_Your instructions_
Please transcribe the listing below in full, exactly as written, leaving out its pictures.

_Records for this exercise_
== Segment start ==

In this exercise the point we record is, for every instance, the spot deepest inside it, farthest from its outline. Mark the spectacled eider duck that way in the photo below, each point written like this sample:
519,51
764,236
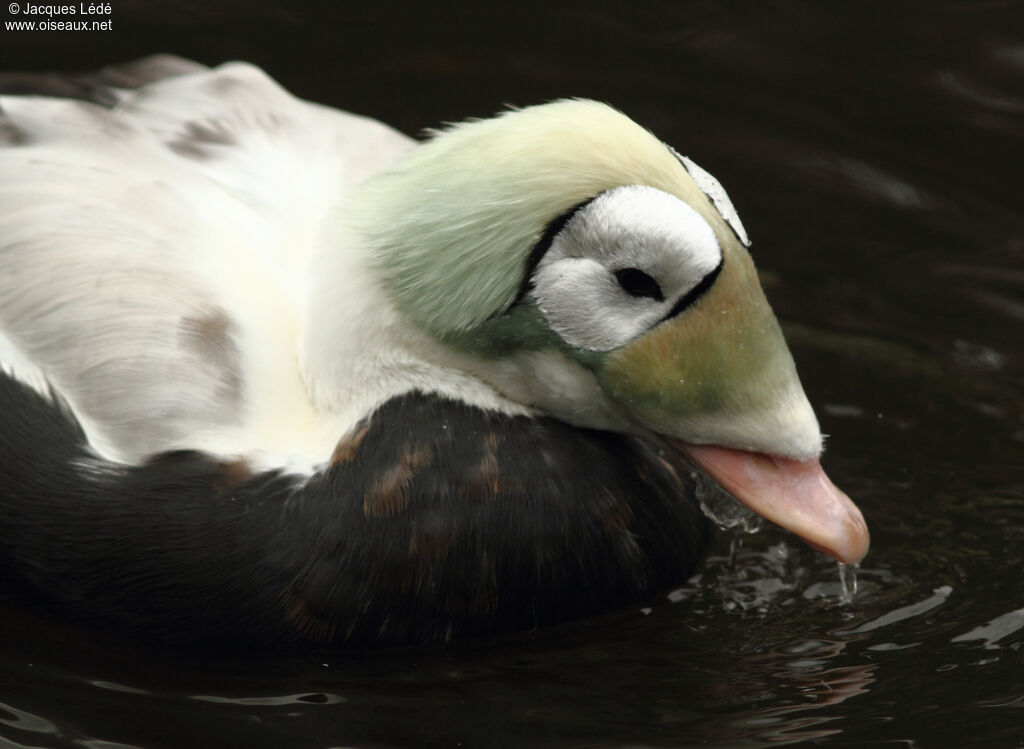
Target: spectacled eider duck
272,373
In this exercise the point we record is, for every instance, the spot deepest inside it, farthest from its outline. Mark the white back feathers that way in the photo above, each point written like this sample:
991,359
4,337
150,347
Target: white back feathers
457,218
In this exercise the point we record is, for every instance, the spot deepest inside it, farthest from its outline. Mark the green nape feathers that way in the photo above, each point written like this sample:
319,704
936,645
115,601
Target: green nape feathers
452,225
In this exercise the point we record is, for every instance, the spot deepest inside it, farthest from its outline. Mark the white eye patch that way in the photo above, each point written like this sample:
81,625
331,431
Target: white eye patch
621,264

== Segment end ==

_Finished task_
In this exercise the point we record is, for every instance, the spot deepest inside it, farthest from its outline. Mark the spectacled eider duck that way in the photo below, each point written like this sample:
519,51
764,236
Target: spectacled eider duck
272,373
In this exercise the point we record is, for every instance, the spot deepest inside it, farthest from its outline. Mark the white back feathers that way in the photo above, each point written like this sample:
991,359
4,337
150,347
Target: white back feathers
457,218
In this exercise the point we record is, for every instance, the spot deepest inside it, farthest from its outline. Mark the green nape feathers that way in the photo above, each point written like this sample:
319,704
936,645
115,601
Target: green nape feathers
452,225
In this exercise the point we record is, for every instance, the spot deepest inside it, farthest from its outline. Mark the white eye patch that way in the photo above, each point written like this sample:
81,625
331,431
Target: white eye patch
621,264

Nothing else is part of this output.